Dans la série, démystifier l’histoire
Les premiers Idrissides étaient-ils chiites?
Par Mouna Hachim
Mouna Hachim est titulaire d’un DEA en littérature comparée. Depuis
1992, elle a éprouvé sa plume dans les métiers de la communication et
de la presse écrite. Passionnée d’histoire, elle a publié en 2004 «Les
Enfants de la Chaouia», un roman historique et social, suivi en 2007
d’un travail d’érudition, le «Dictionnaire des noms de famille du
Maroc»
Dans le sillage de la chronique précédente consacrée à quelques
contrevérités historiques délibérément entretenues sur le règne des
Idrissides, j’avais envie de poursuivre cette fois avec une énigme, sans
prétendre apporter de réponse mais poser de manière dépassionnée le
débat dans un souci de relecture apaisée de notre histoire loin de toute
tentative d’instrumentalisation avec la connaissance comme meilleur
rempart.Un de ces mystères et sujets sensibles, relevant quasiment du tabou est celui relatif à l’obédience chiite (ou pas!) des Idrissides, lequel fait grincer quelques dents juste à l’idée de son questionnement.

Exercices à faire:
**a.** Recopiez tout ce qui va de « Dans le sillage » jusqu'à « de son questionnement. » dans l'article sur les Idrissides.
**b.** Traduisez en anglais cette phrase de l'article sur les Idrissides : « Depuis 1992, elle a éprouvé sa plume dans les métiers de la communication et de la presse écrite. »
**c.** Rédigez la suite de l'article sur les Idrissides à partir de sa dernière phrase.

Données enregistrées:
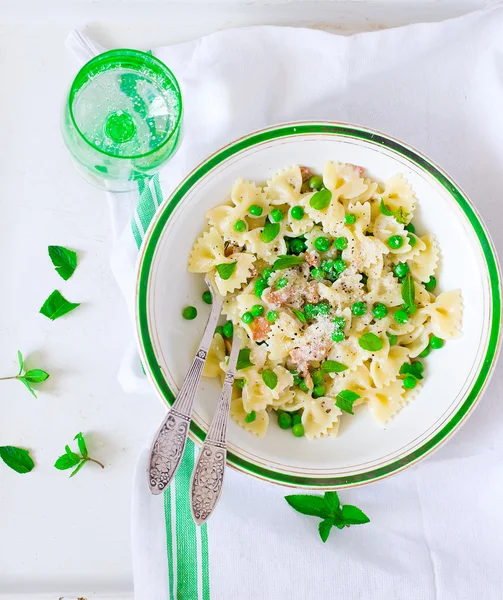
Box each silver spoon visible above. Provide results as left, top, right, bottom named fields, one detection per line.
left=148, top=275, right=224, bottom=494
left=190, top=335, right=241, bottom=525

Réponses rédigées:
**a.**
Dans le sillage de la chronique précédente consacrée à quelques
contrevérités historiques délibérément entretenues sur le règne des
Idrissides, j’avais envie de poursuivre cette fois avec une énigme, sans
prétendre apporter de réponse mais poser de manière dépassionnée le
débat dans un souci de relecture apaisée de notre histoire loin de toute
tentative d’instrumentalisation avec la connaissance comme meilleur
rempart.Un de ces mystères et sujets sensibles, relevant quasiment du tabou est celui relatif à l’obédience chiite (ou pas!) des Idrissides, lequel fait grincer quelques dents juste à l’idée de son questionnement.

**b.** Since 1992, she has tried her hand at careers in communications and print journalism.

**c.**
Il est connu de tous qu’Idriss 1er est un descendant de Ali mais cela fait-il de lui pour autant un chiite?
C’est en l’an 170/787 qu’est arrivé au Maroc, l’Oriental Idris, fils de Abd-Allah El-Kamil, fils de Hassan El-Mouthanna, fils de Hassan Sibt, fils de Ali, fils de Abi Talib, gendre et cousin du Prophète. Il échappait ainsi à la persécution abbasside contre tous les descendants de Ali à la bataille d’El-Fakh, près de la Mecque avant d’être proclamé Imam deux ans plus tard par les tribus Awraba du Zerhoun.
Concernant son obédience, elle serait selon les uns non seulement sunnite mais sunnite-malikite. Ils se fondent notamment en cela sur cette phrase attribuée à Idriss 1er rapportée par Mohamed ben Jaâfar Kettani dans son livre «Al-Azhâr Al-‘âtira…», selon laquelle «nous» serions rattachés à l’imam Malik ibn Anas et à son livre Al-Muatta’ dont Idriss 1er aurait encouragé la lecture dans ses provinces.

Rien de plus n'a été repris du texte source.